Return the listing below verbatim. Pictures do not belong in the copy.

——————————

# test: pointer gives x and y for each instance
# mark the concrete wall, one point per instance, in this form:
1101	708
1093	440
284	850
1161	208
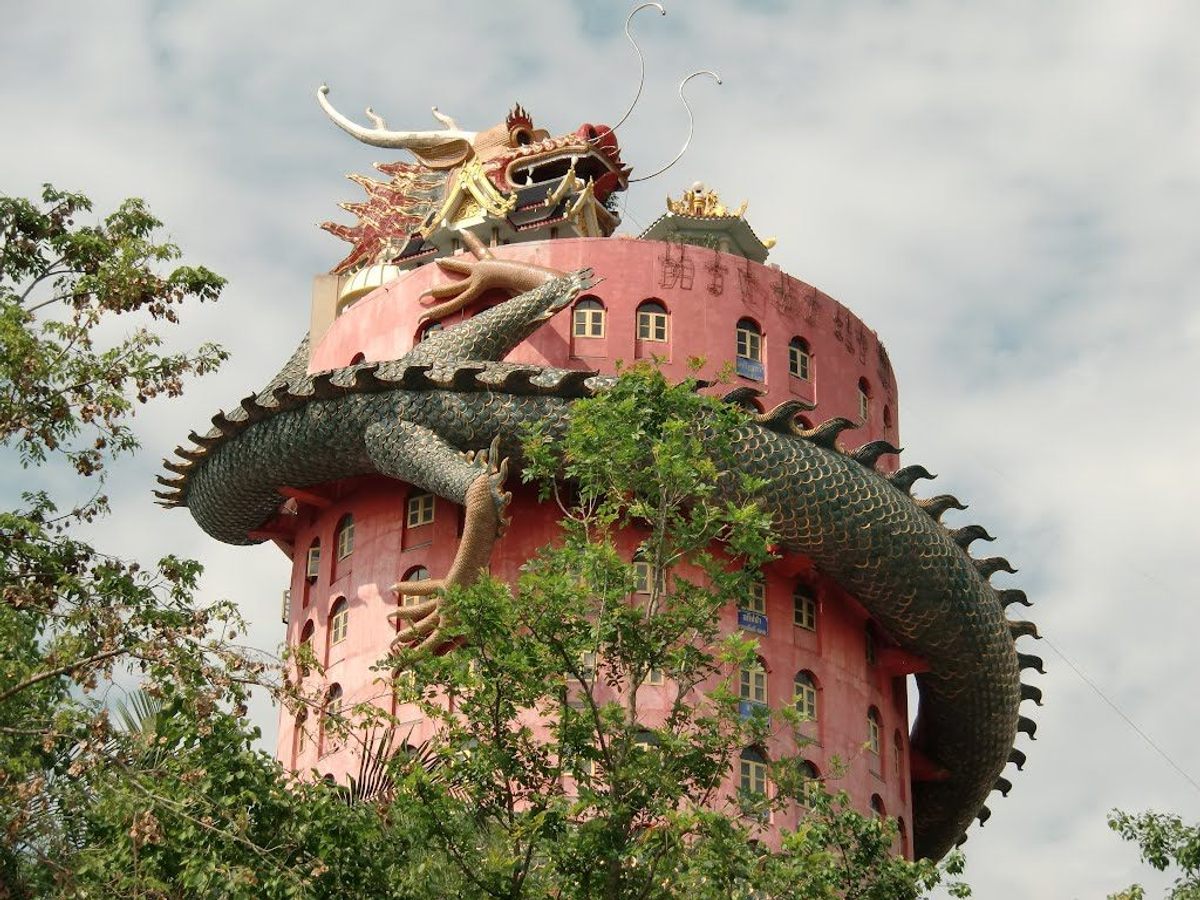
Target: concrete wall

——————————

**Task solution**
# test: pointer gives x and y for each instance
# mark the concrete wall, one point per instance, in this form:
1101	708
1093	440
284	850
1161	208
Target: concrete wall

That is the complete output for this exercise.